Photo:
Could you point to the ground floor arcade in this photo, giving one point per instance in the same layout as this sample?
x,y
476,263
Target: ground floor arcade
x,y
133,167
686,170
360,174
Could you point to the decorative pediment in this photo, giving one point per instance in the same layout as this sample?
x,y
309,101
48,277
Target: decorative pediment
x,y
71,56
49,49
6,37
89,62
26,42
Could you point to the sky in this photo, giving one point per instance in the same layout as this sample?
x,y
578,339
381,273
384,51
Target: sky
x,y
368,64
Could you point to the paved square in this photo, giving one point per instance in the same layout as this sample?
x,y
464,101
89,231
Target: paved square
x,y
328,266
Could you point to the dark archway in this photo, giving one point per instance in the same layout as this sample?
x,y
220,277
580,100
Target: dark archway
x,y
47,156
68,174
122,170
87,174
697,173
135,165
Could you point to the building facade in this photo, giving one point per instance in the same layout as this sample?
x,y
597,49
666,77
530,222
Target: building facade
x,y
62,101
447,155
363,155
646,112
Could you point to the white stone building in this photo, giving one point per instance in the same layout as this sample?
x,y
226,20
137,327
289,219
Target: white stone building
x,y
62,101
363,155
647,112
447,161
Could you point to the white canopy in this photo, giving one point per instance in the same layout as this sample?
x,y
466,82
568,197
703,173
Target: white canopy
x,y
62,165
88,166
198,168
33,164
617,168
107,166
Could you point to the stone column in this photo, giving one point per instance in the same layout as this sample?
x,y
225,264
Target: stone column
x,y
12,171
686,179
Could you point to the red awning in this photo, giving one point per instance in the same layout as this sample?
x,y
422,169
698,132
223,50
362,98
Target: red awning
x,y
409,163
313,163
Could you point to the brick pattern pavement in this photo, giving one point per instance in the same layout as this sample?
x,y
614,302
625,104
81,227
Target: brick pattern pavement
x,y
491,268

### Problem statement
Every record above should be copied exactly.

### Task solution
Photo:
Could you point to the ground floor arcade in this photo, giving one point per instance in the same layout as this sample?
x,y
476,263
Target: ground floor arcade
x,y
133,167
686,170
360,174
Could you point to the decorative pediment in this photo, giving one point per instance in the same layout as this sample?
x,y
309,101
48,277
Target: decorative pediment
x,y
71,56
49,49
6,37
89,62
26,42
Could you point to the sky in this photo, giving one point per instance in the same layout as this sample?
x,y
578,339
381,273
384,51
Target: sky
x,y
368,64
Could you point to the paved square in this photo, giving one point per instance in the same layout as this sample?
x,y
464,101
89,231
Target: paved square
x,y
328,266
Could you point to the dark archway in this photo, giving one point per instance in the same layout as this sample?
x,y
220,277
580,100
Target: dark archway
x,y
47,156
68,174
122,170
87,174
697,173
135,165
Could you point to the building facade in this photo, giving one point per instance in the same layout as this sample?
x,y
597,49
666,77
530,222
Target: building facade
x,y
62,101
447,155
363,155
646,112
Could you point to the white stone building in this photo, giving one point per instance in the same layout as this sample?
x,y
226,20
137,327
289,219
Target: white stone building
x,y
62,101
363,155
647,112
447,161
Could you point to the white canopy in this photo, giving one point per instance in the same layout as this sample?
x,y
466,82
568,197
703,173
Target: white canopy
x,y
62,165
88,166
198,168
33,164
617,168
107,166
Could you point to the stone column in this photo, giving one point per instance in the same layout as this sample?
x,y
225,264
Target: stone column
x,y
12,171
686,179
Could you point to the red awning in this photo, giving one point per instance in the same layout as this sample?
x,y
422,169
698,132
223,50
362,98
Target: red awning
x,y
409,163
313,163
Could you point to the brick pattern pavement in this photo, giving one point per instance in the same layout as this sample?
x,y
614,302
625,104
81,227
Target: brick pattern pavement
x,y
491,268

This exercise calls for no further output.